Reproduce the material exactly, omitting nothing.

(Some records)
* Start *

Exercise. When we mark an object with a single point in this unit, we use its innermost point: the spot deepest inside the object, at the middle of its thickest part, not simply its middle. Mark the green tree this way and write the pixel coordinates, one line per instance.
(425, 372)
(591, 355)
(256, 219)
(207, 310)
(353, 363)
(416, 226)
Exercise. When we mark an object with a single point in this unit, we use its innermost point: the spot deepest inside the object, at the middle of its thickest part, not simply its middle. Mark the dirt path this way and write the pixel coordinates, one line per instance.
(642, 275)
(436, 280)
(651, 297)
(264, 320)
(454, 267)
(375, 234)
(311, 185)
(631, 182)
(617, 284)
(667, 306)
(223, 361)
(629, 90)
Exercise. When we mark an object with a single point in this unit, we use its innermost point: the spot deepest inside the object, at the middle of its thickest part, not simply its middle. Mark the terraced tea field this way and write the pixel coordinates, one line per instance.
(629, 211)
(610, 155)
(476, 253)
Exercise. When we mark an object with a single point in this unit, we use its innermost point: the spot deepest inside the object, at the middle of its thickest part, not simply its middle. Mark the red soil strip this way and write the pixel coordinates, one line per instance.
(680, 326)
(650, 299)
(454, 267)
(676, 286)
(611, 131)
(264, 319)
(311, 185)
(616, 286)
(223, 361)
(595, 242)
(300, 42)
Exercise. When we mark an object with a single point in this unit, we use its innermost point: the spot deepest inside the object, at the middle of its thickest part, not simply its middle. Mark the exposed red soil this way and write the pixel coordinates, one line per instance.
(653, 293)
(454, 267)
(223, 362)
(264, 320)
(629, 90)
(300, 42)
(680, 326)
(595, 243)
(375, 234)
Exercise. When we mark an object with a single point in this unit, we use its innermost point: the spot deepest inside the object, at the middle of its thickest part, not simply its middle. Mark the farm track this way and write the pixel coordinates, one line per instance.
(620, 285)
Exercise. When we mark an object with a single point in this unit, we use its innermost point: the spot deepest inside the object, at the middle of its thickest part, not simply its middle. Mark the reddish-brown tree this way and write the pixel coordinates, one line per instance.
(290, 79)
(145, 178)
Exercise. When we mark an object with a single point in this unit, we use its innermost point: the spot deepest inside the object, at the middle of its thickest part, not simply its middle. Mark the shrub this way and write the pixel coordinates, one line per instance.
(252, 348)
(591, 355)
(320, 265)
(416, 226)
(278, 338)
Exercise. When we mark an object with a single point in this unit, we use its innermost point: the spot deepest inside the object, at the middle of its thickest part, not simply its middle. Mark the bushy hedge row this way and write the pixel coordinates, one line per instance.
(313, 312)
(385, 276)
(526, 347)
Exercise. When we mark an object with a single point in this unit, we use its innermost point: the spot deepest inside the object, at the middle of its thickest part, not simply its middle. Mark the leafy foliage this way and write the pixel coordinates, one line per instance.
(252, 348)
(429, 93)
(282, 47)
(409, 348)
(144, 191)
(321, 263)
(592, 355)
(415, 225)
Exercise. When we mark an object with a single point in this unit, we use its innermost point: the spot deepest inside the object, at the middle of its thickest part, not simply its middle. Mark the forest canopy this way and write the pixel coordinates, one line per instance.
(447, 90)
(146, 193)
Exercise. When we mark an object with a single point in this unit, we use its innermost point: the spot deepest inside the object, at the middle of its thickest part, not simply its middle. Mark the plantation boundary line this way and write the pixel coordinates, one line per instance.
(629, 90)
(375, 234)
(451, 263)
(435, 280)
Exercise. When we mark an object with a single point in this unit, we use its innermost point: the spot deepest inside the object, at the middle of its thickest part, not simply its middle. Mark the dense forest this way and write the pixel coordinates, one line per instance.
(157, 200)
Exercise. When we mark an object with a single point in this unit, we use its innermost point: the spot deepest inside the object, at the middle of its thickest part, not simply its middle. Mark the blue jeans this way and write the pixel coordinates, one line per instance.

* End *

§ **RESULT**
Exercise. When we mark an object with a single point in this unit, we use its innermost point: the spot deepest inside the object, at the middle of its thickest part, not simply its middle. Mark the green tree this way and write the pixel coordinates, one line per instance.
(425, 372)
(591, 355)
(256, 219)
(207, 310)
(353, 363)
(416, 226)
Exercise. When we mark an object with a single point in this unit, we use its innermost point: the spot deepest inside the object, at the middle of its thickest part, not simply its middle. Mark the dirt path this way and write the pixel coordinates, one line per instance.
(642, 275)
(436, 280)
(651, 297)
(264, 320)
(454, 267)
(375, 234)
(311, 185)
(631, 182)
(617, 284)
(667, 306)
(223, 361)
(629, 90)
Exercise. When we mark an object with a single point in this unit, we use its innermost point: the spot deepest inside the object, at the middle of its thickest part, not simply its middle. Mark the terraced tea field this way and write the pixel coordinates, one line per instance.
(629, 211)
(610, 155)
(476, 253)
Exercise. When we mark an object with a single point in this unit, we use its innermost point: the spot deepest inside the object, at the middle of its thickest part, not simply its middle. Mark the red soil strip this way and write the pixel coordinates, one line per instance.
(680, 326)
(650, 299)
(454, 267)
(676, 286)
(611, 131)
(264, 319)
(311, 185)
(616, 286)
(223, 361)
(595, 242)
(300, 42)
Exercise. When we mark an object with a single point in this unit, we use its innermost point: the spot deepest inside the object, at the middle of its thickest part, not simply its middle. Mark the exposed red soil this way and write the pixel coordinates, one line per instance.
(653, 293)
(454, 267)
(223, 362)
(264, 320)
(629, 90)
(300, 42)
(680, 326)
(595, 243)
(375, 234)
Exercise. When we mark an object with a single point in this unit, we use its innermost point: the spot deepest inside the object, at the middle of its thickest part, not simply its middle. Mark the farm track this way and write the pixel coordinates, one line per instance.
(620, 285)
Exercise. When we mark an object with a single point in this unit, we use its innermost point: the spot deepest inside the object, at the middle of its thickest part, not simply its middle. Mark the reddish-brown tree this way and write the pixel coordinates, one line per instance.
(290, 79)
(145, 178)
Exercise. When we mark an object with a single point in this unit, we use its innermost point: the spot deepest inside the object, at the middle of its thickest part, not simply its middle. Mark the shrub this way and write the pixel coordinates, one line per instance.
(252, 348)
(591, 355)
(320, 265)
(416, 226)
(278, 338)
Exercise. When we mark an object with a single point in this unit, we use its innermost point: the spot deepest inside the object, at the middle of its thickest part, not simply its middle. Mark the bushy hedge row this way and write the pixel coordinates, one line per instance.
(313, 312)
(385, 276)
(526, 347)
Exercise. When we mark an object with a single point in this unit, we use its innermost point: the spot deepest inside the object, at the middle of its thickest part, not simply its middle. Mark the leafy foliage this way and write the pixel coordinates, one line per instance.
(252, 348)
(429, 93)
(282, 47)
(409, 348)
(144, 191)
(321, 263)
(592, 355)
(415, 225)
Exercise. When we mark an object with a single point in this unit, we use its innermost point: the spot deepest inside the object, at the middle of its thickest part, not simply its middle. Mark the forest canopy this way and write the pixel coordinates, one line per instance.
(447, 90)
(146, 193)
Exercise. When we mark an object with a single point in this unit, we use its innermost point: the spot deepest inside the object, at the middle of its thickest part, not simply its middle. Mark the plantation boundary line this way and write the pixel coordinates, one line per instance.
(629, 90)
(375, 234)
(451, 263)
(435, 280)
Exercise. When we mark an object with a single point in this unit, we use its innermost point: the spot deepest inside the object, at the middle of its thickest part, not simply its middle. Mark the dense forest this way and write the pixel coordinates, one line per instance.
(157, 200)
Exercise. When we mark an object with a single point in this unit, we use its innermost point: the spot deepest inside the object, at the middle of its thickest part, not simply its middle. Mark the blue jeans this way and write the pixel coordinates, one line per instance.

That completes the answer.